**Qué producir:** Por favor, organiza como lista JSON de cadenas las líneas de los datos que van desde el comienzo hasta la línea que contiene "box: [1206, 460, 1221, 1001]", ambas incluidas. Usa una cadena por línea y omite las líneas en blanco.

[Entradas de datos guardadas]
******************************

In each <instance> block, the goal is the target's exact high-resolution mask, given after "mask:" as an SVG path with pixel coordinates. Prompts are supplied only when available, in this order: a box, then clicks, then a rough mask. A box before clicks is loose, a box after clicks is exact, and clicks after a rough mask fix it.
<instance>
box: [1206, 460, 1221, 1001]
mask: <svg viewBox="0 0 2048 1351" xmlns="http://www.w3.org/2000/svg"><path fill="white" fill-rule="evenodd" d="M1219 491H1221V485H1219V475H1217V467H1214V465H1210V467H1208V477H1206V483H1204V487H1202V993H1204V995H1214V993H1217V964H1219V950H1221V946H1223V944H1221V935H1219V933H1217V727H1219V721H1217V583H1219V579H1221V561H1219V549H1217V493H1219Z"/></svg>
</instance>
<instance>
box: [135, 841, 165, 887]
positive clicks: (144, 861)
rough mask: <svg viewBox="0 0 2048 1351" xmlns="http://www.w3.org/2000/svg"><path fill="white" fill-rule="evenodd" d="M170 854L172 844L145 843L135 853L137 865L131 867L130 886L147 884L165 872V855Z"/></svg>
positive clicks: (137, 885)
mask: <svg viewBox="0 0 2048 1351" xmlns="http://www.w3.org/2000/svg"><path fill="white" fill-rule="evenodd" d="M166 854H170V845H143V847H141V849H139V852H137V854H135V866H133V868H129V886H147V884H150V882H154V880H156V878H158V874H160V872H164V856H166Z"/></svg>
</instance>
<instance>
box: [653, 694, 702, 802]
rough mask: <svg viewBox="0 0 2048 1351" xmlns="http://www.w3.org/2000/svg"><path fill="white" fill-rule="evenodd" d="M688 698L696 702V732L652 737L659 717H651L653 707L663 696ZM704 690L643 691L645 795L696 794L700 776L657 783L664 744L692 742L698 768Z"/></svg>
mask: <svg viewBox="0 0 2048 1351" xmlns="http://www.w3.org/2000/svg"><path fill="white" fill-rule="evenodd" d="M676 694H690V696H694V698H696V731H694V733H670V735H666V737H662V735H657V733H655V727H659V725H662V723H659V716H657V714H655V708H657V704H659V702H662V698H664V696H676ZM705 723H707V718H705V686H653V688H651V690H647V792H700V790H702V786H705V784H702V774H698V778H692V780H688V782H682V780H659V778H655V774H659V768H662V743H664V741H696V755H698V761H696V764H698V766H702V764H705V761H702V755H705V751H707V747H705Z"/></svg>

******************************

**Respuesta del ejercicio:**
[
  "In each <instance> block, the goal is the target's exact high-resolution mask, given after \"mask:\" as an SVG path with pixel coordinates. Prompts are supplied only when available, in this order: a box, then clicks, then a rough mask. A box before clicks is loose, a box after clicks is exact, and clicks after a rough mask fix it.",
  "<instance>",
  "box: [1206, 460, 1221, 1001]"
]